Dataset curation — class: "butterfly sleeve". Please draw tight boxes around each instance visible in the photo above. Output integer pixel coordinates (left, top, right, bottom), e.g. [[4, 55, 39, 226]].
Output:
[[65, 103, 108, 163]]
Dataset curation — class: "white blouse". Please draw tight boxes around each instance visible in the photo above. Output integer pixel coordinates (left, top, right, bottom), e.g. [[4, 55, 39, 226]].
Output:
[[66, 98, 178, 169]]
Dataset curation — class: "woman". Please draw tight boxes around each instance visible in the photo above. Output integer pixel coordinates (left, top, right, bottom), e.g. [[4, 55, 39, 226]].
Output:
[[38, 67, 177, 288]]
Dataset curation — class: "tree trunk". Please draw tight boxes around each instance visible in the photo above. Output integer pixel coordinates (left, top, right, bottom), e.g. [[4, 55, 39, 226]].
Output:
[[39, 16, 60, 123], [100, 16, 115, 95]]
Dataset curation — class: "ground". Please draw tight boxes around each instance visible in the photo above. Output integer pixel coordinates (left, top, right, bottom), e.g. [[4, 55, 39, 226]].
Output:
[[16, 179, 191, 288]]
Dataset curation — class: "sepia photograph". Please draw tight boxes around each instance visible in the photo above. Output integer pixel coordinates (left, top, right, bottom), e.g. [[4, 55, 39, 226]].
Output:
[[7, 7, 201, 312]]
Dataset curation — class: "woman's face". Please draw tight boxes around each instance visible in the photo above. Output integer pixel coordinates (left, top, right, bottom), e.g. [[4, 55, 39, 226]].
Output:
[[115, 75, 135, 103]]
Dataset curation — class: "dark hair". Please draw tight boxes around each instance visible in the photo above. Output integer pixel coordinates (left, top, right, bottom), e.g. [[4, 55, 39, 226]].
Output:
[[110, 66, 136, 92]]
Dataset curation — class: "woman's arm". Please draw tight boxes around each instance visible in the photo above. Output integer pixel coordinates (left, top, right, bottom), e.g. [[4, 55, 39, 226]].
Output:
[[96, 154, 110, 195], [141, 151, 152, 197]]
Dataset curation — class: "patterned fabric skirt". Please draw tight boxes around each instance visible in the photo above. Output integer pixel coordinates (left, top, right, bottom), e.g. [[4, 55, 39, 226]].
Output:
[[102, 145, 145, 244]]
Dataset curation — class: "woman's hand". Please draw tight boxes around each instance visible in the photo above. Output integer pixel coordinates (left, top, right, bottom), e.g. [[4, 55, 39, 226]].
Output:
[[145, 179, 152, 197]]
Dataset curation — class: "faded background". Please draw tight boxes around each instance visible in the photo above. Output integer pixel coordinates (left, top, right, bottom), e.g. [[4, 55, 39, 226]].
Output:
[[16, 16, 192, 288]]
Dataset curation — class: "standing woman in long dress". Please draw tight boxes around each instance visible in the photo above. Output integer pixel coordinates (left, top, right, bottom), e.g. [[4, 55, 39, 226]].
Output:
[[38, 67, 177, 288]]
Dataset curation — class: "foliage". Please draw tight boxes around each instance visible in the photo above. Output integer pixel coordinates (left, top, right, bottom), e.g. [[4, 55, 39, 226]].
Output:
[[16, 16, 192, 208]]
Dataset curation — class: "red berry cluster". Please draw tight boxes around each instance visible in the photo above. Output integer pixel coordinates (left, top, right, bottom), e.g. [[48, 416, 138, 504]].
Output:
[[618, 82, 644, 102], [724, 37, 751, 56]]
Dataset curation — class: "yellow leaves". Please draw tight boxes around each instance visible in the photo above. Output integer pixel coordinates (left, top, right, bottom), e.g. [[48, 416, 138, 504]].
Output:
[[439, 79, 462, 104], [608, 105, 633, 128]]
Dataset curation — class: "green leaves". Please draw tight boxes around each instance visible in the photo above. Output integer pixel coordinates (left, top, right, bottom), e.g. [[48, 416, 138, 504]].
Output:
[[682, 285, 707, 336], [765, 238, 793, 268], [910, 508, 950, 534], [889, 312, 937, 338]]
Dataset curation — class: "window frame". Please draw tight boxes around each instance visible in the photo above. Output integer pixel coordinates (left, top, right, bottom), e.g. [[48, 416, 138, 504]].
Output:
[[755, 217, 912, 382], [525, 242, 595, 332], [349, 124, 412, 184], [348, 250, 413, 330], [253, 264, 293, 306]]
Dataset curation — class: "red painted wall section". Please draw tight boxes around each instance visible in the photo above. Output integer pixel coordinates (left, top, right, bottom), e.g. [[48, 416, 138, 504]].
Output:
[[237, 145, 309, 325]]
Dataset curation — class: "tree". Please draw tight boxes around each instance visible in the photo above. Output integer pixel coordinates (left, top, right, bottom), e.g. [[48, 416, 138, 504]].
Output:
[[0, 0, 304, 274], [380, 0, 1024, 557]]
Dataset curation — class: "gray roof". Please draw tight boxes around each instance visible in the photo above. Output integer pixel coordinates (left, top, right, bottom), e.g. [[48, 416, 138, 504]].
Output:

++++++++++

Scale everything from the start of the material down to the line containing "[[65, 103, 108, 163]]", both ends included, and give only those lines. Leave the requests unchanged, including their sample coordinates, and multiply every box coordinate in the answers by 1.85, rounding to whole numbers with halves rounded up.

▸ Output for this exercise:
Dataset curation — class: "butterfly sleeve". Please draw tight boxes around each instance visible in the photo above. Output integer pixel coordinates (left, top, right, bottom), e.g. [[4, 55, 39, 226]].
Output:
[[120, 191, 200, 302]]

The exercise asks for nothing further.